§ **Supplied information**

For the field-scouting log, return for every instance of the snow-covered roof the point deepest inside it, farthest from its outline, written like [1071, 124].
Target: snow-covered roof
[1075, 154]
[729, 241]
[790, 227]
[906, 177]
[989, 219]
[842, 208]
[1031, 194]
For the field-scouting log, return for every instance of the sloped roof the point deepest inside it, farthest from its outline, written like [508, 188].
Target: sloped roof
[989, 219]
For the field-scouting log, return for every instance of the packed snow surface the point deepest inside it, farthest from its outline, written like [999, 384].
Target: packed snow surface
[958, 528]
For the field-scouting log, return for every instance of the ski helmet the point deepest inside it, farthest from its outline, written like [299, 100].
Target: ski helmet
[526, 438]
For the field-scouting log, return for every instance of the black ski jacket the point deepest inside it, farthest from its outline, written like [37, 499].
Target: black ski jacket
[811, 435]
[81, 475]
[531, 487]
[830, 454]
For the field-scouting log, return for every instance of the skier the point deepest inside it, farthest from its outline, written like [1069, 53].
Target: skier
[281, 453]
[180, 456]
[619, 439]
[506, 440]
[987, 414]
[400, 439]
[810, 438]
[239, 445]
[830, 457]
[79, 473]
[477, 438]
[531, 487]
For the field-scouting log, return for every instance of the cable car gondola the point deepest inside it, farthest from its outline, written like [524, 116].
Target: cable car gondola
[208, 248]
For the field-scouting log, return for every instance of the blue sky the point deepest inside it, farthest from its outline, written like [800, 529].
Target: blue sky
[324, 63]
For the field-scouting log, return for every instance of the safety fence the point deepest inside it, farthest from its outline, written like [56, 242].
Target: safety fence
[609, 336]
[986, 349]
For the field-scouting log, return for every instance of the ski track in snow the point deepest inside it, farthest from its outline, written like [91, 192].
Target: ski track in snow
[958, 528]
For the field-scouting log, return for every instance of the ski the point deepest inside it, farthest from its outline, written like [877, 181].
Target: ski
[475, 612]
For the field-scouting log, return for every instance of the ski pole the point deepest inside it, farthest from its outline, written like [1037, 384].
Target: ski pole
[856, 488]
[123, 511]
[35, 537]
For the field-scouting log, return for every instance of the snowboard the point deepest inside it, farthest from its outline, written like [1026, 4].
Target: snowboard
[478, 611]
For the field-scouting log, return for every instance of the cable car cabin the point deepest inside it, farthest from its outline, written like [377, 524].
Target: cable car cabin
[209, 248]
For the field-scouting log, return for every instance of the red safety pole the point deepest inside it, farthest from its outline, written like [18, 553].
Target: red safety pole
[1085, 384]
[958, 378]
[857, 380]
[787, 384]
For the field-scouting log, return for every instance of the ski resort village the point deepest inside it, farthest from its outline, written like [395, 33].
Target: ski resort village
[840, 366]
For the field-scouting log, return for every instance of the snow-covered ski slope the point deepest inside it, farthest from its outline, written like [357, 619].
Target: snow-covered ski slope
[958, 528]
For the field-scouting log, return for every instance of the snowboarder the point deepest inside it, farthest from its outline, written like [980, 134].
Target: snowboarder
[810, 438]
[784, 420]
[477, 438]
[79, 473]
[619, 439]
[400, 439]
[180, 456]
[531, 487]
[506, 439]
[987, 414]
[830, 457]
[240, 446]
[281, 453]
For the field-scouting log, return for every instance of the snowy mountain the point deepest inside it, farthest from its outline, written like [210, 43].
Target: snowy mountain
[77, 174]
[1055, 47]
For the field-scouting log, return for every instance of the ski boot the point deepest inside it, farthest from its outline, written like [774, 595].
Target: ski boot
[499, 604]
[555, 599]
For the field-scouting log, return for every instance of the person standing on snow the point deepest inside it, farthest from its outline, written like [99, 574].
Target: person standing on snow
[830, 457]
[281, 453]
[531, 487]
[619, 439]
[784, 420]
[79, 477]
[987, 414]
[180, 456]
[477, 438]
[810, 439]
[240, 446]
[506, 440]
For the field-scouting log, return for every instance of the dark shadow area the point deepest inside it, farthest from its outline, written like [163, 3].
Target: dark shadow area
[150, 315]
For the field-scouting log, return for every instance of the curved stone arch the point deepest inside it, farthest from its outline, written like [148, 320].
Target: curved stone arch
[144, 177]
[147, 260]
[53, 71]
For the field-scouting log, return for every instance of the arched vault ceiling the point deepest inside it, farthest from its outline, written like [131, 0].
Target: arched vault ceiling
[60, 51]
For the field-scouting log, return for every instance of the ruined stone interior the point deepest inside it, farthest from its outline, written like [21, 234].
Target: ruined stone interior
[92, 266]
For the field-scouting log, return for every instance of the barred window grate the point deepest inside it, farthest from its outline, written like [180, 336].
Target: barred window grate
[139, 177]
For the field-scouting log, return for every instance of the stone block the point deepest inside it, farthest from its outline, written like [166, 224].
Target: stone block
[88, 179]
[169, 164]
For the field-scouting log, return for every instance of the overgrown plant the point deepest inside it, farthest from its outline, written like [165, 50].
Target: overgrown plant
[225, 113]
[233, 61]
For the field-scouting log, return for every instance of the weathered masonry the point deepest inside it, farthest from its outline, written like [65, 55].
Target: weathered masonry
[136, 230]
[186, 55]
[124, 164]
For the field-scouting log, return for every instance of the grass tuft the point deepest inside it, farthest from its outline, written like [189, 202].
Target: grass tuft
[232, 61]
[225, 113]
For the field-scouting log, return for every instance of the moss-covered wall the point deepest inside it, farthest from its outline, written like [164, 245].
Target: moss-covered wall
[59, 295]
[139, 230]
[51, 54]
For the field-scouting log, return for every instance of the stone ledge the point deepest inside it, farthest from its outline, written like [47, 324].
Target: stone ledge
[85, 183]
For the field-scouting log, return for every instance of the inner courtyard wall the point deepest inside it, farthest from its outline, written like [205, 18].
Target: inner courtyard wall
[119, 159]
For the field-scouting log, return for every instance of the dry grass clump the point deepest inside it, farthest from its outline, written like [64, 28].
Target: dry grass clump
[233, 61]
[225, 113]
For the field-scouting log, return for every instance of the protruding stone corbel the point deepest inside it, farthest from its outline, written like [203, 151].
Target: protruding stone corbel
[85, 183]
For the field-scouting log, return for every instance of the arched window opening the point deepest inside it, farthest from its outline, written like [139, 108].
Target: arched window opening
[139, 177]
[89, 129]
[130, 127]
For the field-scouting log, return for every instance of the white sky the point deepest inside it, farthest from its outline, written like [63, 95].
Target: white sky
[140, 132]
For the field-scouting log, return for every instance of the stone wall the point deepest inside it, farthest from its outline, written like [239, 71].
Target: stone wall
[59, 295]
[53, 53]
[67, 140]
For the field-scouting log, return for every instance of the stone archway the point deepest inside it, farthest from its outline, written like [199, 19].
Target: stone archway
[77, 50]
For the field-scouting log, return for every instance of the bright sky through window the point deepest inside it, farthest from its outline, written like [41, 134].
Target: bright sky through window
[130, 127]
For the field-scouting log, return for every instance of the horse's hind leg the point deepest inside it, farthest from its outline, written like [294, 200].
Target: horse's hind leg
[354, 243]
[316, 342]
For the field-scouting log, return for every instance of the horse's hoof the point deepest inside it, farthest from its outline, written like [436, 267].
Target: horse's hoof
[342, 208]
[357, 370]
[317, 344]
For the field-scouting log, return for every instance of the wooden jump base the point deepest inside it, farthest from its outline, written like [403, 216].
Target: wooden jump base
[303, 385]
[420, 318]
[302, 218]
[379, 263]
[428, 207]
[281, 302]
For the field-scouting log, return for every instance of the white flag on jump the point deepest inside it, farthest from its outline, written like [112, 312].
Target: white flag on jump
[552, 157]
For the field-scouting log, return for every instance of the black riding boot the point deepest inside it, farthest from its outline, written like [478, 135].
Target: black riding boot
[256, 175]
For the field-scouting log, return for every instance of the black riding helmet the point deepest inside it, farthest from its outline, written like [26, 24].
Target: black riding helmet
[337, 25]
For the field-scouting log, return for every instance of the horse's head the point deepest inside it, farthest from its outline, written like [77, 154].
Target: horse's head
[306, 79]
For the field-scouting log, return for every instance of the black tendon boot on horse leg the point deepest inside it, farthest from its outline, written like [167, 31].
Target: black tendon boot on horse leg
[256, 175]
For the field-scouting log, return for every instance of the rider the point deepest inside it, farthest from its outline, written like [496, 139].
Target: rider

§ **Your instructions**
Retype the lines above from the very first one up to and including the line with "[1031, 194]", keeping every character the same.

§ **Exercise solution**
For the field-scouting log, return for every instance of the snow-covered roof the point deepest inside it, farthest from its outline, written like [1071, 124].
Target: snow-covered roof
[1075, 154]
[729, 241]
[790, 227]
[906, 177]
[989, 219]
[842, 208]
[1031, 194]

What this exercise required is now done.